**The exercise:**
Copy all of the material word for word, except for the pictures.

"""

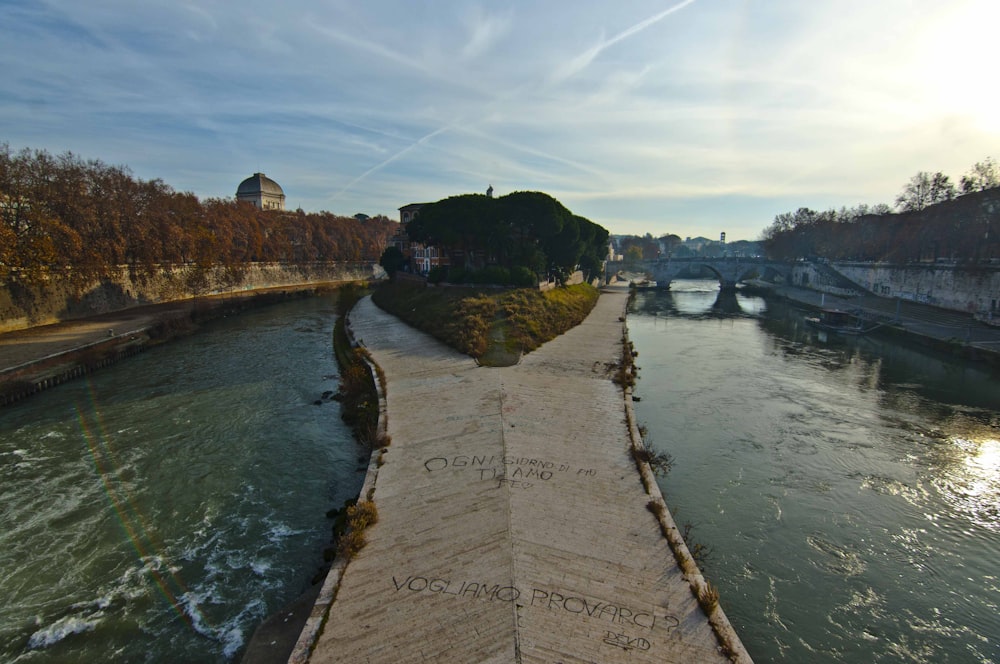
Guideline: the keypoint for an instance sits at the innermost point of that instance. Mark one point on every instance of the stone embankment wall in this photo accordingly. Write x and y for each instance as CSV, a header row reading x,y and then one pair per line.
x,y
949,286
56,300
971,290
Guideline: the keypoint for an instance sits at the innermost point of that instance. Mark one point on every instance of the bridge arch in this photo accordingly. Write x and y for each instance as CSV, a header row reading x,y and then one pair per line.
x,y
729,270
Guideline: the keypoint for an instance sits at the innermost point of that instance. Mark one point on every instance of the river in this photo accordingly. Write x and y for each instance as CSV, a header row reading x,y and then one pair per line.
x,y
158,510
848,492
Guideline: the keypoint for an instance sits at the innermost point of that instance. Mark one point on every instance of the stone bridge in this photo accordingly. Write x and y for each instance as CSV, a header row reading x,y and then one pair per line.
x,y
729,270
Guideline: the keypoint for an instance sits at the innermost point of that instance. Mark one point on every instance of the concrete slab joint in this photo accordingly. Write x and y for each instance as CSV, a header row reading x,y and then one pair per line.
x,y
513,526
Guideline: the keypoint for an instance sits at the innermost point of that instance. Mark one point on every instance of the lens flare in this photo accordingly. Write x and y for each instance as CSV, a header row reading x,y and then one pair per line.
x,y
127,512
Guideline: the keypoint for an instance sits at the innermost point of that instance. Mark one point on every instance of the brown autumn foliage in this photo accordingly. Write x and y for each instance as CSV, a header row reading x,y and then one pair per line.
x,y
87,220
964,230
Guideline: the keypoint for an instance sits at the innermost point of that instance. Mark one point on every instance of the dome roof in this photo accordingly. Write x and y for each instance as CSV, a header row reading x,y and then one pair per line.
x,y
258,183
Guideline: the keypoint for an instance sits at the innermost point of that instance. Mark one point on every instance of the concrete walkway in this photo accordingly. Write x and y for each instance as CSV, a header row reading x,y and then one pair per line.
x,y
513,524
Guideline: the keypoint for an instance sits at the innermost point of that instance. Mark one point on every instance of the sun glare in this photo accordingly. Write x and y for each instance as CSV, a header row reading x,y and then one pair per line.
x,y
958,50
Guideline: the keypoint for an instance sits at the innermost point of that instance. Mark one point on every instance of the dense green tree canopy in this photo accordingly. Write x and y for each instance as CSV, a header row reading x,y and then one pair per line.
x,y
522,229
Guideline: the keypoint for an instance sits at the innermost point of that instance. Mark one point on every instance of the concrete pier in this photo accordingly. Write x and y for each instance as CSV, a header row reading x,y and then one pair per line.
x,y
513,523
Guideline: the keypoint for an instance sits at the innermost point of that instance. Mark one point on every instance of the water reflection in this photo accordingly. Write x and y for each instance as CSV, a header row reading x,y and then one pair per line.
x,y
850,489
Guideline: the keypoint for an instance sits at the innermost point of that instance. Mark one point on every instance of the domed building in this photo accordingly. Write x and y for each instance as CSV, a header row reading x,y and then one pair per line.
x,y
262,191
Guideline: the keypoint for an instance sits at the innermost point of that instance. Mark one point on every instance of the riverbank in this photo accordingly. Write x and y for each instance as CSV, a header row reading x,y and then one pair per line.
x,y
512,520
945,331
38,358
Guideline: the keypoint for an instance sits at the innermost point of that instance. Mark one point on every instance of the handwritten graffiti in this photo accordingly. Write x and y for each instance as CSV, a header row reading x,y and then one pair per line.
x,y
504,468
618,615
626,642
470,589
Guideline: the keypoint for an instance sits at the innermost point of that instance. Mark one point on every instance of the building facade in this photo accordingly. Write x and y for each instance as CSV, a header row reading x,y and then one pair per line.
x,y
262,191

"""

**Output for this exercise:**
Guideline: the keypoint for an instance sits at the innermost point of that instance. Mark one point on every instance of the stone embankment wall in this photo accordingly. Write x and y for each instance as CSV, a header row reading x,y and then one pair per line.
x,y
949,286
56,300
971,290
Guideline: the keypoint for an instance sits at the innermost point of that instance. Mark one point on every instance of the bridge arch in this photo accordingly. Write x and y for each instance as CSV, a header row reading x,y and then one pair per line.
x,y
729,270
Guideline: the keypoint for an instance sits at the innermost point of that instance. Mark one point on every instance of the river in this photo accordingly. Write x and y for each instance as CSV, a header row reading x,y and then one pair per line.
x,y
158,510
848,492
Guideline: the keypoint for an instance sits at the innermost point of that instance. Mark one point on every instance of the stone bridge in this photo accordingly. Write x and y for each instance as CSV, a header row reading x,y and then one pair per line.
x,y
729,270
Guideline: the keypoint for an instance sits at the innermost point of that instance. Mark one point on every instance of the concrete slab joint in this photo accordingly. Write x and y for each instance as CSV, a header row reading x,y and then one pair per line.
x,y
513,526
Guideline: the keypoint for an instance sits at the innermost point of that instance. Mark one point on every instance of the lens flare in this photo accordingly. Write x and y for each instance as CSV, a header row reading x,y and then one pair per line.
x,y
127,512
Guideline: the keypoint for an instance sits at the innermost point of that instance. Mark one point on every instance of the brown autumn foliage in this photo accordingly. Write x and y for each instance as CSV, a header row reading x,y and then one pair per line.
x,y
87,220
964,230
Guideline: the keypoint for an instance sits at the innermost point of that instance. Mark one point on every instance of the dome roof in this photo accordingly. Write x and y for each instance as CSV, a header row reading x,y and then one pair per line.
x,y
258,183
Guideline: the keypoint for an instance sits at the innermost point of that instance. Mark one point on every instance of the concrete walkway in this photo accordingly. Write x and y for each instance as CSV, a header row reading x,y and then one pair per line.
x,y
513,524
Guideline: the keypoint for an instance sits at the innermost point of that instance. Mark one point on every instance of the sun glare in this photo accordingly. Write x and y for each instance as CSV, a header row reading x,y and then one pair per line.
x,y
958,50
Guideline: the keypoint for an instance sits at the innermost point of that instance. Mark one point on every instance of the dense green tree canopy in this photo accordingly. Write x and y for each instance as CSV, a header row reading x,y and then one pair per line.
x,y
522,229
Guideline: the keypoint for an instance sits at the innermost point of that instance. Mark one point on every instance of the concrete pier in this photo accordingly. Write x and y for each instance as CSV, a header row reading x,y and then one pair per line.
x,y
513,523
Guideline: the keypoint for an instance sits at the innermost point of that instance. Mark one point on every instance of the water reflection in this photo accordingly. Write x and y for each instance as CSV, a header row reading x,y and then one pair per line.
x,y
850,489
Guideline: the keypoint for an instance sits at the innermost point of that instance. Mark one point on every instance of the domed building in this photo accordingly. Write x and y for each instance as CSV, a header row reading x,y and then one pair per line.
x,y
262,191
Guideline: the keypoint for an instance sits at the innermost point of that instance. Mark one point on every instance of the riverbank in this photo accordingly. Write x and y for each instance as CSV, a header row reading x,y and then one pair per line.
x,y
512,520
945,331
38,358
Guideline: the keypoint for an instance sits at the innermost point of that instance. Mark one point on every instance of the handwritten graffiti in this photo accordingly. Write x and y for each instance as CSV, a header row reading x,y and then one pair per line.
x,y
504,468
618,615
626,642
470,589
Guideline: the keypoint for an instance sits at the innermost point of that instance. Mark one point on every instance of the building facade in this photo accordingly. Write x and y for each instance as CSV, a header row reading x,y and then one pair per line.
x,y
262,191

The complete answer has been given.